Challenge 1 ->
Answer these questions about the brushless motor passage:
(a) Which devices are named as containing brushless motors?
(b) What is the one disadvantage listed for brushless motors?
(c) What device is offered as an example for sensing the rotor's position?

Document passage ->
* * *

How real electric motors work

John Storey

 

6. Brushless DC motors

Instead of having the magnets on the stationary casing and the windings on the rotor, we could put the magnets on the rotor and the windings on the stator. That way, we won't need brushes at all because the winding is stationary. However, now we need to find a way to switch the current through the windings at the right moment to ensure the torque on the rotor is always in the same direction. In a conventional motor, this happens automatically as the commutator acts as mechanical switch. With a brushless motor, we need some way to sense the position of the rotor, and then electronically switch the current so it's going the right way through the right winding.

Brushless motors are found in computer hard drives, CD and DVD players, and in anything else where efficiency and reliability are more important than price. As the cost of electronics continues to come down, perhaps one day all DC motors will be built this way.

Advantages:
• No brushes
• Simple
• Efficient
• Windings are attached to the casing, and easier to cool.

Disadvantages:
• Requires complex drive electronics

In fact, brushes are bad news. True, they're a clever way to ensure that, as the rotor turns, the current is automatically switched around the windings to ensure the motor keeps turning. However, everything else about them is bad: they are noisy, create friction, generate electrical interference (because of the sparking) and reduce efficiency (because there will always be a voltage drop across the brushes). Not only that, but they eventually wear out. With modern electronics, we can instead sense the position of the rotor (for example, with a Hall-effect device), then switch the current with, for example, a MOSFET transistor.

* * *

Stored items
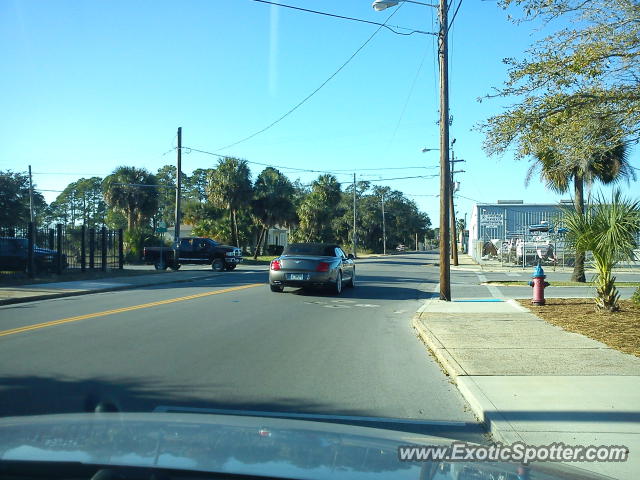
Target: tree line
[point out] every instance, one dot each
(576, 98)
(224, 203)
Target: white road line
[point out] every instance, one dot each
(309, 416)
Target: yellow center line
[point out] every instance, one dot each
(62, 321)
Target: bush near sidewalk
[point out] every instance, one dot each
(608, 229)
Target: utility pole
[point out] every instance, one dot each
(445, 175)
(178, 187)
(354, 215)
(452, 210)
(31, 216)
(384, 229)
(454, 240)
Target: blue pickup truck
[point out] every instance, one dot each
(194, 250)
(14, 256)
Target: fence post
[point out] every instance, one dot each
(103, 241)
(30, 243)
(92, 248)
(83, 248)
(120, 250)
(59, 248)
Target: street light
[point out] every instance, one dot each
(380, 5)
(445, 171)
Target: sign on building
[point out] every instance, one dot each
(491, 220)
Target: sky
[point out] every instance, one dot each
(89, 86)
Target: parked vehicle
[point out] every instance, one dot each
(194, 250)
(14, 254)
(310, 265)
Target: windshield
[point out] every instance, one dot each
(425, 214)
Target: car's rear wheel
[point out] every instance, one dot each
(352, 282)
(337, 287)
(217, 265)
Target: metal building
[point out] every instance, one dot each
(511, 231)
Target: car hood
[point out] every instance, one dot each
(273, 447)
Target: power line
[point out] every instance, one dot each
(282, 117)
(454, 15)
(309, 170)
(388, 27)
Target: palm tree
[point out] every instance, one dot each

* * *

Challenge 2 ->
Add 112 to every coordinate in the answers, then write out again the part of the listing that opens with the line containing "Target: car hood" and runs through the end of the listing, requests included.

Exercise solution 1 ->
(a) Computer hard drives, CD and DVD players, and anything else where efficiency and reliability are more important than price.
(b) They require complex drive electronics.
(c) A Hall-effect device.

Exercise solution 2 ->
Target: car hood
[point out] every instance, one dot each
(385, 559)
Target: power line
[point out] every instance, one dot each
(394, 229)
(566, 127)
(421, 282)
(500, 139)
Target: palm tree
[point out] every instance, one dot each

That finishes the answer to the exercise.